* **THINGS TO DO**:
- 1) In the passage on the Triumph Bonneville T140, reproduce the portion starting at "The T140 was" and ending at "or 'Devon' Bonnevilles.", swapping "company" for "firm".
- 2) According to the passage on the Triumph Bonneville T140, in which years was the single carburettor TR7 Tiger produced?

* **DOCUMENT SEGMENT**:
○ ○ ○ ○ ○
The Triumph Bonneville T140 is a standard motorcycle with a 750 cc capacity engine that was designed and built by Triumph Engineering at Meriden near Coventry.

The T140 was a continuation of the second generation in the Bonneville series developed from the earlier 650 cc T120 Bonneville and was produced by Triumph in a number of versions, including limited editions, from 1973 until 1983 when the company was declared bankrupt, and was purchased by John Bloor. Bloor licensed production of the T140 Bonneville to Les Harris between 1985 and 1988 at Newton Abbot in Devon, these machines became known as 'Harris' or 'Devon' Bonnevilles.

A single carburettor version, the TR7 Tiger was produced between 1973 and 1981.
○ ○ ○ ○ ○
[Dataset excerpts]
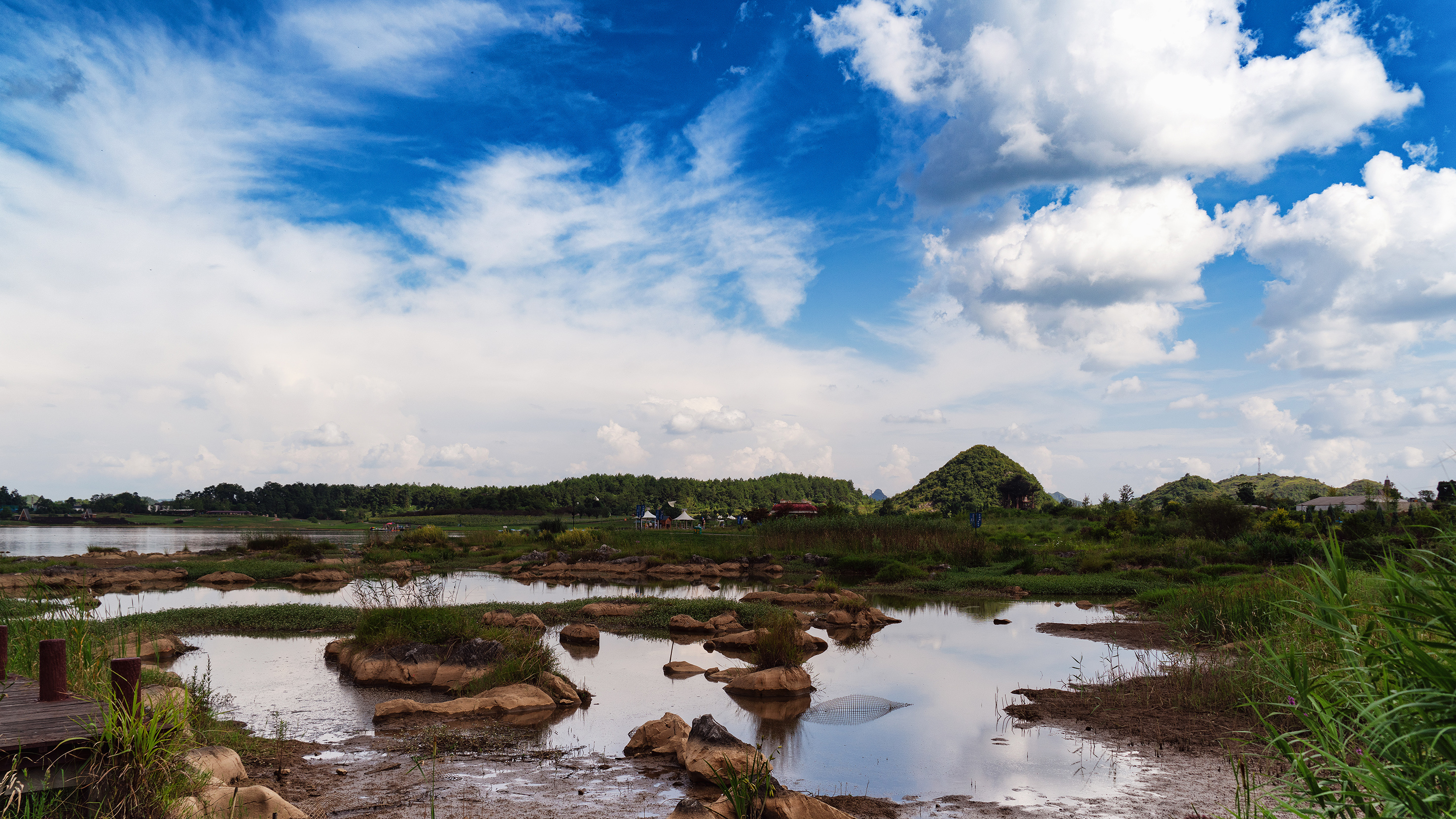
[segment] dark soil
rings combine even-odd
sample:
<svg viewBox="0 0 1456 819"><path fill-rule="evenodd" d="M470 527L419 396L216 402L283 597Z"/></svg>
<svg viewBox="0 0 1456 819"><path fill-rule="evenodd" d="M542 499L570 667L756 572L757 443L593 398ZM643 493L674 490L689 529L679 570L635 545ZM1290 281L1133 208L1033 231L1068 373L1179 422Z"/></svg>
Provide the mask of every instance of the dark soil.
<svg viewBox="0 0 1456 819"><path fill-rule="evenodd" d="M900 806L888 799L874 799L866 796L817 796L824 804L837 807L855 819L895 819L900 816Z"/></svg>
<svg viewBox="0 0 1456 819"><path fill-rule="evenodd" d="M1041 622L1037 631L1056 634L1057 637L1076 637L1077 640L1095 640L1111 643L1124 648L1162 650L1174 648L1168 635L1168 628L1147 619L1120 619L1114 622Z"/></svg>
<svg viewBox="0 0 1456 819"><path fill-rule="evenodd" d="M1194 751L1252 742L1261 730L1258 716L1245 705L1210 702L1190 705L1187 678L1172 675L1128 678L1117 685L1018 688L1031 702L1006 705L1003 711L1025 720L1060 723L1083 732L1111 732L1159 748ZM1099 737L1105 742L1105 737Z"/></svg>

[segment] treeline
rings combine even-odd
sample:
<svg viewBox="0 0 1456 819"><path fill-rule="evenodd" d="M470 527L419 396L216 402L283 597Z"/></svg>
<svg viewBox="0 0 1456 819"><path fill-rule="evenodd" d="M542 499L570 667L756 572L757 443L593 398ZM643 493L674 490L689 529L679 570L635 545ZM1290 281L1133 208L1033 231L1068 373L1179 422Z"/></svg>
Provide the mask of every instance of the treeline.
○ ○ ○ ○ ○
* **ANSWERS FOR EACH ITEM**:
- 1)
The T140 was a continuation of the second generation in the Bonneville series developed from the earlier 650 cc T120 Bonneville and was produced by Triumph in a number of versions, including limited editions, from 1973 until 1983 when the firm was declared bankrupt, and was purchased by John Bloor. Bloor licensed production of the T140 Bonneville to Les Harris between 1985 and 1988 at Newton Abbot in Devon, these machines became known as 'Harris' or 'Devon' Bonnevilles.

- 2) From 1973 to 1981.